▶ Work task
Starting at the top line and ending at the bottom one, repeat the entries exactly and drop every picture.

Start of Given data

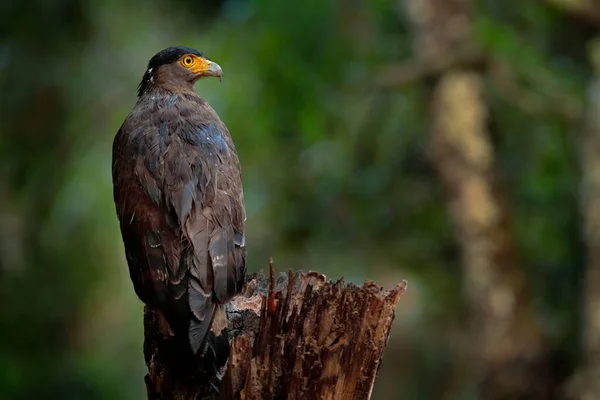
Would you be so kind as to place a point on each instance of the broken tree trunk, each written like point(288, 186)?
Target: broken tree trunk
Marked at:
point(308, 339)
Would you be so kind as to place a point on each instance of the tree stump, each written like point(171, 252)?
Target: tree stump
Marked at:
point(301, 337)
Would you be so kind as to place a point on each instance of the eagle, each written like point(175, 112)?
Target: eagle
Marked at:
point(178, 194)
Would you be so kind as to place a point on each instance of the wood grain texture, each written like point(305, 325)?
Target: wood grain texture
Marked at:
point(325, 340)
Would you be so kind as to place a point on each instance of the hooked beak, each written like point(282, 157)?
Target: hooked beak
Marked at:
point(214, 69)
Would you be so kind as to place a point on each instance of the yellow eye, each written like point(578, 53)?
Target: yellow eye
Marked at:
point(187, 61)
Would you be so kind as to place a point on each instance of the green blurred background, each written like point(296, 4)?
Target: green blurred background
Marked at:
point(331, 104)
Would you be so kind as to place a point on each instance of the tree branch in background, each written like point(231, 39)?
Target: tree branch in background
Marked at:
point(509, 355)
point(420, 68)
point(586, 383)
point(310, 338)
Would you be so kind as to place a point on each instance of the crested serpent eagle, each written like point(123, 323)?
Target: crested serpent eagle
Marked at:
point(178, 195)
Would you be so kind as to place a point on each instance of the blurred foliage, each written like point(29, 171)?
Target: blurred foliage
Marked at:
point(336, 172)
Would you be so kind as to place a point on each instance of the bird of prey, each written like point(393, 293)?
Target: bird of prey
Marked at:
point(178, 195)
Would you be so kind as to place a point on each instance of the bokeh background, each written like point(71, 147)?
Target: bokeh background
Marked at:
point(452, 143)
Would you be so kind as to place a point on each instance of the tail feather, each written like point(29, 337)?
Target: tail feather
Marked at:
point(203, 310)
point(217, 340)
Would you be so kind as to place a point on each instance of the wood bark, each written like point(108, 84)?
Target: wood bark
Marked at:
point(303, 338)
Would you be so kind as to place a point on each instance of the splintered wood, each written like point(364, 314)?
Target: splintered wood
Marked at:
point(321, 339)
point(301, 337)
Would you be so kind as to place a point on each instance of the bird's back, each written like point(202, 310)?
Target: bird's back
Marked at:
point(179, 199)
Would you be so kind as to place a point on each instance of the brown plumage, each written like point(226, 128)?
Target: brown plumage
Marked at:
point(179, 200)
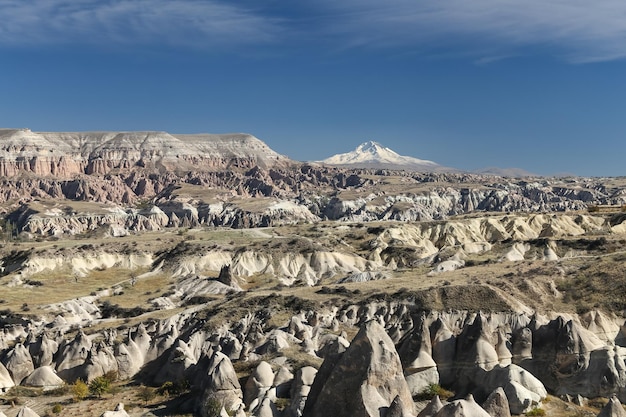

End of Given data

▶ Answer to the problem
Would you be so kind as to place a point on each instance of the broken tree trunk, each written like point(288, 186)?
Target: broken tree trunk
Marked at:
point(308, 339)
Would you be so kind as to place a point on each instance of the tree stump, each written like point(171, 252)?
Target: tree stump
Marked at:
point(301, 337)
Would you be so kind as to place a point on each instance of the eagle, each written like point(175, 112)?
Target: eagle
Marked at:
point(178, 194)
Would you be so kind as to place a point on each instance of the wood grain texture, each written like point(305, 325)?
Target: wood grain texture
Marked at:
point(325, 340)
Would you be so kind as to place a point on each instance of the hooked beak, each written like point(282, 157)?
Target: hooked beak
Marked at:
point(214, 69)
Would you be so kind as to place a point on each instance of the yellow eye, each written like point(578, 53)?
Target: yellow eye
Marked at:
point(187, 61)
Would you be so kind as to place a point on each instance of the green blurred background, each written like point(296, 4)?
Target: green blurred background
Marked at:
point(331, 104)
Would you be so kind as to place a point on each instance of the tree branch in background, each written like point(231, 39)?
Target: tree branch in background
Marked at:
point(509, 355)
point(420, 68)
point(586, 383)
point(310, 338)
Would you be so kind as to place a point on each instance of the crested serpent eagle, each written like point(123, 323)?
Target: crested serpent eagle
Marked at:
point(178, 195)
Would you be so kind as to place a point on each instance of the blurred foliage, each written like point(29, 171)?
Target: blurred foliage
Marked at:
point(336, 172)
Would you be so kind as to place a point on each instance of the bird of prey, each written like point(393, 293)?
Target: bird of prey
Marked at:
point(178, 195)
Would you be so kind as to place a point on each instance of the bokeh background, each written like point(71, 147)?
Target: bokeh background
Marked at:
point(452, 143)
Would you be so kind as to place a point on each instance of the tail feather, each written like point(29, 337)?
Target: tail feather
Marked at:
point(203, 310)
point(217, 340)
Would you be so kind as to place a point on each instance of the wood bark, each written like point(108, 84)?
Target: wood bark
Marked at:
point(303, 338)
Would you be so kind as to place a point on each instance of the splintered wood, each written like point(364, 314)?
Target: splintered wood
Marked at:
point(321, 339)
point(301, 337)
Would you be so kind as to place a point on each instance of the bird's back, each written like point(202, 310)?
Target: bird's back
Marked at:
point(179, 199)
Would you be so kind as to place a point on each instance of the brown plumage, each written like point(226, 128)?
Target: brown plumage
Marked at:
point(179, 200)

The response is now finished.